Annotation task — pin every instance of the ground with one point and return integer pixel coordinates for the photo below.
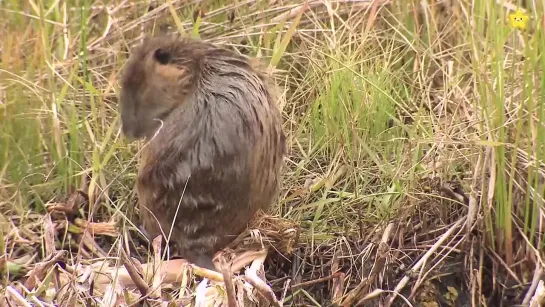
(415, 157)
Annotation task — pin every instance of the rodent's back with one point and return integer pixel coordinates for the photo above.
(226, 138)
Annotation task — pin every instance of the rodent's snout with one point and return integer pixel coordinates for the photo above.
(131, 130)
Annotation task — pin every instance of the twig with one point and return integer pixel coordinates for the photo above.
(316, 281)
(16, 296)
(423, 260)
(157, 278)
(539, 298)
(228, 279)
(535, 281)
(131, 270)
(259, 284)
(38, 272)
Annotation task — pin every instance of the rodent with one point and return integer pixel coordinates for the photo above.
(215, 143)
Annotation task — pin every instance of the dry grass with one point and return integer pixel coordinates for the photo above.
(414, 175)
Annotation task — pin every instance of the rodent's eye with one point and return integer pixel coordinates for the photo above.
(162, 56)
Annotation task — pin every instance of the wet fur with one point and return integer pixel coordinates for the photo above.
(219, 151)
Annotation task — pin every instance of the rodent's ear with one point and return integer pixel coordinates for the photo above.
(162, 56)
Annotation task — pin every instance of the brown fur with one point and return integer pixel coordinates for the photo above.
(217, 157)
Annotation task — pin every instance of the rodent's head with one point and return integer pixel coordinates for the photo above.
(156, 80)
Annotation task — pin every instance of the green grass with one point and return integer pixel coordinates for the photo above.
(382, 114)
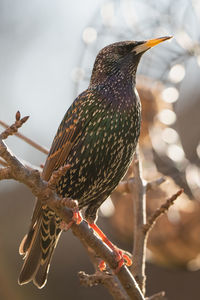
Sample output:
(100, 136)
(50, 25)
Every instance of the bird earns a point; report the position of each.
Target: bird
(97, 138)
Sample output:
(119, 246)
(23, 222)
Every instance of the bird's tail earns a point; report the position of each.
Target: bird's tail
(38, 247)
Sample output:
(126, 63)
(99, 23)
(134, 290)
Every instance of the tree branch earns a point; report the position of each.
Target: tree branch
(40, 188)
(138, 193)
(26, 139)
(161, 210)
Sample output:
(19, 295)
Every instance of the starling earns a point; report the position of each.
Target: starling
(97, 137)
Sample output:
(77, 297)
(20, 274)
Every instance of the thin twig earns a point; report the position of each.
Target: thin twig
(107, 280)
(138, 192)
(152, 185)
(47, 196)
(27, 140)
(157, 296)
(161, 210)
(10, 130)
(56, 176)
(124, 186)
(3, 163)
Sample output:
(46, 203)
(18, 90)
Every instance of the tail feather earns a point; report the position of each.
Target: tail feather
(38, 247)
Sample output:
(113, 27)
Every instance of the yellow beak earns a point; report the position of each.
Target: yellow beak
(154, 42)
(150, 43)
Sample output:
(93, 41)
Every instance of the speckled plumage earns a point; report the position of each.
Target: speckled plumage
(97, 137)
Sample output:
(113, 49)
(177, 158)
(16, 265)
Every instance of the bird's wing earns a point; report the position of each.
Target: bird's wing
(68, 131)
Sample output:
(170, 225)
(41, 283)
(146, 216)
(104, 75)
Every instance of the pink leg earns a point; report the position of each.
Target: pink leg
(120, 257)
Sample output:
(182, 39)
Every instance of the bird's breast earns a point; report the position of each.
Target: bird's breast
(101, 156)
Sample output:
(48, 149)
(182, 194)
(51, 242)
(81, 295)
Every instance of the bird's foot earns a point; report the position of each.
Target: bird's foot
(76, 218)
(121, 257)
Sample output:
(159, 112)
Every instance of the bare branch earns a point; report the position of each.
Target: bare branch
(10, 130)
(3, 163)
(152, 185)
(107, 280)
(138, 193)
(27, 140)
(124, 186)
(47, 196)
(161, 210)
(157, 296)
(56, 175)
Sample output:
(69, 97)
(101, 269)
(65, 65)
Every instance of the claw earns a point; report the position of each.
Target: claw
(102, 265)
(121, 258)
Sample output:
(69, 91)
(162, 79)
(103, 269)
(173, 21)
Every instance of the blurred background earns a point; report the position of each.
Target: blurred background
(47, 50)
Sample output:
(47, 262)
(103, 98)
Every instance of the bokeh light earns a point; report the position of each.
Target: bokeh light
(170, 94)
(107, 13)
(177, 73)
(89, 35)
(176, 153)
(167, 117)
(170, 136)
(77, 74)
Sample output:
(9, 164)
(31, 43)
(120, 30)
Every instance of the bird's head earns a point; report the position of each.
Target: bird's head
(121, 57)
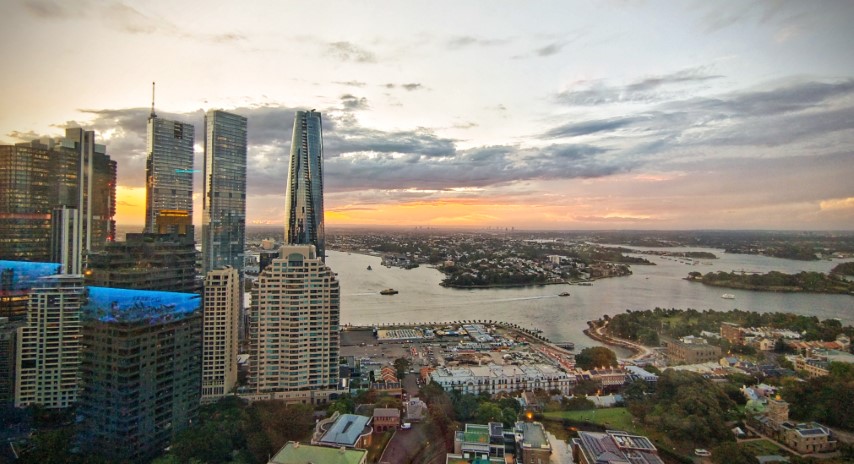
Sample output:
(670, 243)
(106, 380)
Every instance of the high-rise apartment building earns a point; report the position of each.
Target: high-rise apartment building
(72, 176)
(164, 262)
(220, 321)
(304, 191)
(294, 328)
(49, 344)
(169, 176)
(140, 370)
(224, 211)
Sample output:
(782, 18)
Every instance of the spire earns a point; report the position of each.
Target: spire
(152, 115)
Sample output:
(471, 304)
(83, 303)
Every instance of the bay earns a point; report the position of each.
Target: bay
(422, 299)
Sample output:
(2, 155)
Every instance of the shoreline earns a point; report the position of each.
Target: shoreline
(596, 332)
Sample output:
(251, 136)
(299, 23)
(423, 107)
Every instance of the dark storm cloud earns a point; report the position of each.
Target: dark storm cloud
(775, 117)
(358, 158)
(346, 51)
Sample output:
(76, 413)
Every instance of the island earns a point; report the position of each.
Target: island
(774, 281)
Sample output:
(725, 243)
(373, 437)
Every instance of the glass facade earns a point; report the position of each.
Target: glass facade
(224, 210)
(168, 171)
(304, 222)
(36, 178)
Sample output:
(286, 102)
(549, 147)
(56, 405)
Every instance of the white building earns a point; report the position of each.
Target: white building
(294, 328)
(46, 370)
(494, 379)
(219, 333)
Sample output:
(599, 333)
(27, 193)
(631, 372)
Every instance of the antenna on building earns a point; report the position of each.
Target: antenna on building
(153, 115)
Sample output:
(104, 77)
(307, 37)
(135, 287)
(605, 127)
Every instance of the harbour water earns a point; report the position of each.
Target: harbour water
(422, 299)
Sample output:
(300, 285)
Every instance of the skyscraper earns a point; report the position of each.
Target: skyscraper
(146, 262)
(304, 191)
(224, 210)
(169, 176)
(72, 177)
(140, 370)
(219, 333)
(294, 324)
(49, 345)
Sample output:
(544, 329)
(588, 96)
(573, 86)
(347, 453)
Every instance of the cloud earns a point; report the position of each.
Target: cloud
+ + +
Problem -
Extract, exactly, the lines above that begin at the line containing "Target: antenna on building" and end at the final line of the records; add no other text.

Response -
Target: antenna on building
(153, 115)
Sample output:
(104, 77)
(307, 37)
(135, 287)
(605, 127)
Every instance of the harbour water earns a point; report the position of each.
Target: harbour water
(422, 299)
Sample output:
(300, 285)
Every instance of the skyscraper earns a point; report the position of each.
Target: skyscraper
(146, 262)
(304, 191)
(224, 210)
(169, 176)
(72, 177)
(140, 370)
(219, 333)
(294, 324)
(49, 345)
Sample output:
(544, 329)
(588, 96)
(573, 86)
(347, 453)
Every instance of the cloud earns a point; report the position of each.
Target: cloud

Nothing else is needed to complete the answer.